**Your instructions**
Copy everything from the start of the rows down to the line that contains "482), (732, 459)]", and change "duck's tail" to "duck's wing" while keeping all else the same.

Records from a dataset
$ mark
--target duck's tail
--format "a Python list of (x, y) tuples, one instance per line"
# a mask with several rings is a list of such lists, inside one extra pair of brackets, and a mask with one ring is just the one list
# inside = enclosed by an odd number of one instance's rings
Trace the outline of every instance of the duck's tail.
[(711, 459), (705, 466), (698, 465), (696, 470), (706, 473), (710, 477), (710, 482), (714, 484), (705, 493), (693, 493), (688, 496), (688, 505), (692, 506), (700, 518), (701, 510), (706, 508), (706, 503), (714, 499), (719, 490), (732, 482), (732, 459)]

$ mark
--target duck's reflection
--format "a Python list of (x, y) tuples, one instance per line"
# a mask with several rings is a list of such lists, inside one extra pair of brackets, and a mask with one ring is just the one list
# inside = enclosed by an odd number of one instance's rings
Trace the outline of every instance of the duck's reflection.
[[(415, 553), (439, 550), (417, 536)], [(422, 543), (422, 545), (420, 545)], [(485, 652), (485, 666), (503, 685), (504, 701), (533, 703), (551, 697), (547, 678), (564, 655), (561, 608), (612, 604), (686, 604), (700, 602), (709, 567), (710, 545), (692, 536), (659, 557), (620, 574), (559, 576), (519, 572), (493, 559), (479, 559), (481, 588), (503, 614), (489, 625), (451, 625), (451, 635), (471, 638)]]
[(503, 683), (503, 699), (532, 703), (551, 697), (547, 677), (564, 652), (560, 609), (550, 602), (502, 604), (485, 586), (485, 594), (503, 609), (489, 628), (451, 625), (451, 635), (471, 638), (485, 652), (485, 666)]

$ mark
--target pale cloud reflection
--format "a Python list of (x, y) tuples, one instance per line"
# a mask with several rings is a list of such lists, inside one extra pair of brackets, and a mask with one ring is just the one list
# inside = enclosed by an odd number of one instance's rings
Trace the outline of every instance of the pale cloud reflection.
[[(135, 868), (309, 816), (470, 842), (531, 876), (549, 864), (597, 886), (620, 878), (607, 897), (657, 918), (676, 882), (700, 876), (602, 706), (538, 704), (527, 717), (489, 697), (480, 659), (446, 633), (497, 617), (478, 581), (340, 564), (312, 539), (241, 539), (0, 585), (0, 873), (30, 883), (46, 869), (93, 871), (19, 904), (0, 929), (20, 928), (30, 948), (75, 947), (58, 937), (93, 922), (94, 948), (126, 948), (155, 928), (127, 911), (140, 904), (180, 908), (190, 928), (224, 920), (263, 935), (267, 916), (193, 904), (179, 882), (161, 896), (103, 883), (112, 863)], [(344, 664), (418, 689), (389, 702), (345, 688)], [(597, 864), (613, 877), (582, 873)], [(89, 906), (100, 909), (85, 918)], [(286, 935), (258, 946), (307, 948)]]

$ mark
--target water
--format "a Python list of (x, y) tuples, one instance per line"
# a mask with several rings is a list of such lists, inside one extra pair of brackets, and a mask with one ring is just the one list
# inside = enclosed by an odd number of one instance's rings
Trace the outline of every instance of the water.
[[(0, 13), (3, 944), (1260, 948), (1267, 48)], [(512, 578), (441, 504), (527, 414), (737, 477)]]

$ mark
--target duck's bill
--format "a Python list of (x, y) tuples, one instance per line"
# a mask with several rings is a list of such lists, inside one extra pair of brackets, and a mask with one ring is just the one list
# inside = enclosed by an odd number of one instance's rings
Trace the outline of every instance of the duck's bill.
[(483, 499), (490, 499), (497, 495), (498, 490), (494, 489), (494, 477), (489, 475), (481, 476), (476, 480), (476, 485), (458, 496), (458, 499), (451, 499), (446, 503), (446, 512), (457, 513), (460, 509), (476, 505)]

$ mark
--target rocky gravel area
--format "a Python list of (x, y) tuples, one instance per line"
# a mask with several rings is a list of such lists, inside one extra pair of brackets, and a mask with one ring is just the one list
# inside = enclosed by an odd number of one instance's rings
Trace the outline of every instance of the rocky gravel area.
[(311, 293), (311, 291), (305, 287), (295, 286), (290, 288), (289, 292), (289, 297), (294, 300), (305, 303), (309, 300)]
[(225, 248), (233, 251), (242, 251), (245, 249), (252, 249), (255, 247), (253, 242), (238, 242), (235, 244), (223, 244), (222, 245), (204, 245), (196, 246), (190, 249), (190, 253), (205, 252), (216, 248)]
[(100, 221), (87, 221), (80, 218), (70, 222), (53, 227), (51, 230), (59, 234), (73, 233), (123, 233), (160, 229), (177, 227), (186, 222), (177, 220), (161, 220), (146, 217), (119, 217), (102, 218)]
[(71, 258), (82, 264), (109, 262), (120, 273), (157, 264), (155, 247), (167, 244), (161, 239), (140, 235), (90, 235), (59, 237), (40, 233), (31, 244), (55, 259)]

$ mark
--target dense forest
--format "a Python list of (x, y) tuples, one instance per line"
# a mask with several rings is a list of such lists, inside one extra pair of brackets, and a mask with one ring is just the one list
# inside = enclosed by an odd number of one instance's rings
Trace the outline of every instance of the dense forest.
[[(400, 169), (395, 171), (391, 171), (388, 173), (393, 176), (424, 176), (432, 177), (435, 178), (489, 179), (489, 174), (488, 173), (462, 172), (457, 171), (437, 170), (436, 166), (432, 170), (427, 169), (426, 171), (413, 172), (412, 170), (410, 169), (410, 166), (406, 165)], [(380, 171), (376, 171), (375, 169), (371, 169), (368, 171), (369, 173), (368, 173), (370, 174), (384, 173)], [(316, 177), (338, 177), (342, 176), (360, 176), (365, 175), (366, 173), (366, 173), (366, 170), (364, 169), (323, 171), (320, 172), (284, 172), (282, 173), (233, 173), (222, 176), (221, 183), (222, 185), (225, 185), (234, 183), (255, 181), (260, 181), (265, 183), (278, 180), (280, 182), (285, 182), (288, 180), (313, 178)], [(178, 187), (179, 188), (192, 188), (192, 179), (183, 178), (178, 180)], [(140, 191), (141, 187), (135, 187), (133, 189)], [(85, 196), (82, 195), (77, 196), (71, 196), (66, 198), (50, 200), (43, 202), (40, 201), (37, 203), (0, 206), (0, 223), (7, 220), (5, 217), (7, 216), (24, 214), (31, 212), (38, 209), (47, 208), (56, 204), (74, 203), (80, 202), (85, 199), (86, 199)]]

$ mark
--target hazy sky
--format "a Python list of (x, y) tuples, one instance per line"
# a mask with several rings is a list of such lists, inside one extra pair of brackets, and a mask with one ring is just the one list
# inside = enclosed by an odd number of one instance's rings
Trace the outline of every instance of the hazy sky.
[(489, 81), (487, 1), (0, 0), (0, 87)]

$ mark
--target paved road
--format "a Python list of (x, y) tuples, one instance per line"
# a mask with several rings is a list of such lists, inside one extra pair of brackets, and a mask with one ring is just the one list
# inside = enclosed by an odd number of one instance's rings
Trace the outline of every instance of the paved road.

**Task answer**
$ mark
--target duck's wing
--format "a Python list of (x, y) tuples, one instance per line"
# a mask with several rings is a list of such lists, inside one extra pair of brackets, and a mask with one ring is just the one list
# inside = enclosed by an odd number of one instance's rings
Trace the outline of every instance of the duck's wing.
[(711, 459), (705, 466), (698, 465), (696, 470), (706, 473), (710, 477), (710, 482), (714, 484), (705, 493), (693, 493), (688, 496), (688, 505), (692, 506), (700, 518), (701, 510), (706, 508), (706, 503), (714, 499), (719, 490), (732, 482), (732, 459)]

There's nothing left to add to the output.